PROBLEM DETAILS:
Without changing anything, output the records below.
****
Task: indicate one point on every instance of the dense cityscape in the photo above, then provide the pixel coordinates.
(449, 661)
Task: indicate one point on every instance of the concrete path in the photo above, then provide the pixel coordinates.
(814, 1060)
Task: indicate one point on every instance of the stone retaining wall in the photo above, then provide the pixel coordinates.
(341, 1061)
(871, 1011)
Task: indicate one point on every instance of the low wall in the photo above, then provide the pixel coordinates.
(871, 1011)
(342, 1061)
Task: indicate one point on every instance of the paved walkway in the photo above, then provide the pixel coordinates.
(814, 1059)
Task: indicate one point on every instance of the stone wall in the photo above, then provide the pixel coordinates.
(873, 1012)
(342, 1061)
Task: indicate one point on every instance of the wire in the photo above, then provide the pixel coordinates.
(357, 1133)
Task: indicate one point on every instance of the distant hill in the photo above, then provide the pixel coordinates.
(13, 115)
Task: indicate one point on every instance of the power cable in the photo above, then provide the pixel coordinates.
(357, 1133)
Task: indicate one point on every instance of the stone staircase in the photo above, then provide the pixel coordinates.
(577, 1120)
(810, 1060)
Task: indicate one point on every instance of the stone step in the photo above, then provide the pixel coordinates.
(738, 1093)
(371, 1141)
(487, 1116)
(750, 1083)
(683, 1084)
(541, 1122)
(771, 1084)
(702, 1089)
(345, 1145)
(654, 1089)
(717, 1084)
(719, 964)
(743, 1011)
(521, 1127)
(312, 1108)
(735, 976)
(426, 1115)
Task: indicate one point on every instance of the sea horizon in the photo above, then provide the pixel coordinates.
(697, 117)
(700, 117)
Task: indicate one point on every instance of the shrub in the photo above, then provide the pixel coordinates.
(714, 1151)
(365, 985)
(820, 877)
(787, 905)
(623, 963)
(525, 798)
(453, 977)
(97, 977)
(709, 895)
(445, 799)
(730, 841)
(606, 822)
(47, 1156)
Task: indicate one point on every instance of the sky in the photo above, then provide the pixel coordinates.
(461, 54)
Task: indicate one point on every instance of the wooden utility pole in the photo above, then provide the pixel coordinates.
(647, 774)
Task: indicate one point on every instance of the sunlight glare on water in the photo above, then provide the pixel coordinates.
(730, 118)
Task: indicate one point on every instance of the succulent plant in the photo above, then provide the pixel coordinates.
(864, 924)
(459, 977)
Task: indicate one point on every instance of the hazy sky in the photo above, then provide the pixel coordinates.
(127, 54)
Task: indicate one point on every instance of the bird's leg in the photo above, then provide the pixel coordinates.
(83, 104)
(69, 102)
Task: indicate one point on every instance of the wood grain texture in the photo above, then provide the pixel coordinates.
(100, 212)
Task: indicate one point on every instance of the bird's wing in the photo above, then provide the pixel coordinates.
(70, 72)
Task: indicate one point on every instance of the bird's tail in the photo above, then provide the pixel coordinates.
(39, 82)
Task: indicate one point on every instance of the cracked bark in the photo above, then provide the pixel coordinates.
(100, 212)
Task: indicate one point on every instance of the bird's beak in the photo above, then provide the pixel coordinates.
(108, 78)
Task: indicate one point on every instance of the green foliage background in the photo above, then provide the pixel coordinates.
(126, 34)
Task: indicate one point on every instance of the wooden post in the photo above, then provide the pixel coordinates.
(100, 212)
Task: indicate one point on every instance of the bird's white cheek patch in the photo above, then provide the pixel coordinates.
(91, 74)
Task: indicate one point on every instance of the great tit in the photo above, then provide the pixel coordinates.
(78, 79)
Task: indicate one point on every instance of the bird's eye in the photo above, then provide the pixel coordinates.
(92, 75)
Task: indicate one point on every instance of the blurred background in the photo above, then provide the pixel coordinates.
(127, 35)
****
ANSWER TO THIS PROBLEM:
Task: indicate one point on every instance of the dense cityscape in the photo above, then provide the pixel coordinates.
(449, 661)
Task: indicate one point on every instance of the concrete path in the photo above, then provide the pixel coordinates.
(814, 1060)
Task: indicate one point on every instance of the stone retaining wall in the photo above, then provide the pixel coordinates.
(341, 1061)
(871, 1011)
Task: indicate one point on every instance of the low wall in the photo above, then provide the pixel coordinates.
(871, 1011)
(342, 1061)
Task: indicate one point on every instance of the paved walkway in the photo above, then provide the pixel coordinates.
(814, 1059)
Task: indicate one point on every instance of the stone wall in the photo above, then provide the pixel coordinates.
(873, 1012)
(342, 1061)
Task: indicate one point on every instance of the wire in the photo above, then provide the pixel coordinates.
(357, 1133)
Task: indicate one point on every instance of the distant hill in the photo above, then provide the pixel coordinates.
(13, 115)
Task: indicate one point on every instance of the power cable in the photo above, then provide the pixel coordinates.
(357, 1133)
Task: indicate one point on every instance of the stone staircase in the photo above, then provide the pixel coordinates.
(577, 1120)
(810, 1060)
Task: indicate one point on every instance of the stone step in the photo above, then provide the pixel coordinates.
(738, 1093)
(371, 1141)
(487, 1116)
(750, 1083)
(683, 1084)
(541, 1122)
(771, 1084)
(702, 1089)
(345, 1145)
(654, 1089)
(717, 1084)
(719, 964)
(743, 1011)
(521, 1127)
(312, 1108)
(735, 976)
(426, 1115)
Task: indicate one point on every instance of the sea horizon in the photo above, then provide the pixel coordinates.
(697, 117)
(700, 117)
Task: indicate one point on every instance of the shrub in the photo above, then provide the pixel coordinates.
(714, 1151)
(365, 985)
(820, 877)
(787, 905)
(623, 963)
(525, 798)
(453, 977)
(97, 977)
(709, 895)
(445, 799)
(730, 841)
(606, 822)
(47, 1156)
Task: indicate one point on every instance of the sky in the photo above, then provide the pixel coordinates.
(461, 54)
Task: indicate one point on every instance of the wooden utility pole in the photo above, then provide the pixel coordinates.
(647, 774)
Task: indicate one point on every instance of the sunlight glare on water in the photo above, then provide the pixel coordinates.
(730, 118)
Task: indicate one point on every instance of the succulent plant in the photo above, then provide the pixel coordinates.
(864, 924)
(459, 977)
Task: indicate one point on every instance of the hazy sky in the photo above, then provide the pixel coordinates.
(127, 54)
Task: indicate one point on every instance of the bird's leg in the photo above, then provide the pixel coordinates.
(83, 104)
(69, 102)
Task: indicate one point on every instance of the wood grain texture in the photo above, then provide the pixel coordinates.
(100, 212)
Task: indicate one point on every instance of the bird's wing in the photo above, then provide the pixel coordinates.
(70, 72)
Task: indicate one point on every instance of the bird's tail in the photo above, then provide the pixel coordinates.
(39, 82)
Task: indicate one point on every instance of the cracked bark in the photo above, then provide the pixel coordinates.
(100, 212)
Task: indicate one point on every instance of the bird's beak in the photo above, then provide the pixel coordinates.
(108, 78)
Task: indicate one point on every instance of the green foliage background in the photo above, then provide the pixel coordinates.
(126, 34)
Task: indicate one point on every instance of the wooden post in the photo above, then provide the pixel coordinates.
(100, 212)
Task: indicate one point on every instance of the bird's white cheek patch in the photo above, then provide the pixel coordinates.
(91, 74)
Task: indicate one point on every instance of the great tit in the photo above, then provide the pixel coordinates.
(78, 79)
Task: indicate one point on every instance of the bird's eye in the photo above, then provide the pixel coordinates.
(92, 75)
Task: indicate one point on every instance of the blurred background in the photo above, then provide the pixel coordinates.
(127, 35)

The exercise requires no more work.